**WHAT IS REQUIRED**
Substitute "mark" for "pin" wherever it appears in the rows below, and write them out again with everything else unchanged.

---------- DATASET ----------

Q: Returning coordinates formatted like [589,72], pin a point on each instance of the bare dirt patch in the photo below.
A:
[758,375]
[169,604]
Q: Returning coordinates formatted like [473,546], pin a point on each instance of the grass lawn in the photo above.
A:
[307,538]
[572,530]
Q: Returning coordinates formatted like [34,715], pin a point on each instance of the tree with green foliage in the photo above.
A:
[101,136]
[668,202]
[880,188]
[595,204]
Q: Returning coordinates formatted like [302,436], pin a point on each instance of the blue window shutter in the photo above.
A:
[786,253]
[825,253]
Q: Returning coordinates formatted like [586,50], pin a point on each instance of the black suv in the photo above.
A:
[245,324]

----------

**RESPONSE TO THE TASK**
Q: Returning coordinates formatted like [589,72], mark a point on each instance of the bare dirt patch in the photo below.
A:
[758,375]
[169,604]
Q: Returning coordinates formatted like [473,546], mark a point on each instance of the grass lawn in the photo above.
A:
[307,538]
[572,530]
Q: Returning coordinates formatted like [34,715], mark a point on each instance of the tree with green foliage in the photo above.
A:
[101,136]
[668,202]
[880,188]
[595,204]
Q: Returning coordinates formatted like [302,436], mark a point on each instance of the blue window shutter in the photo above.
A:
[786,253]
[825,253]
Q: Returning coordinates formatted like [586,50], mark a point on each instance of the black suv in the photo above.
A:
[245,324]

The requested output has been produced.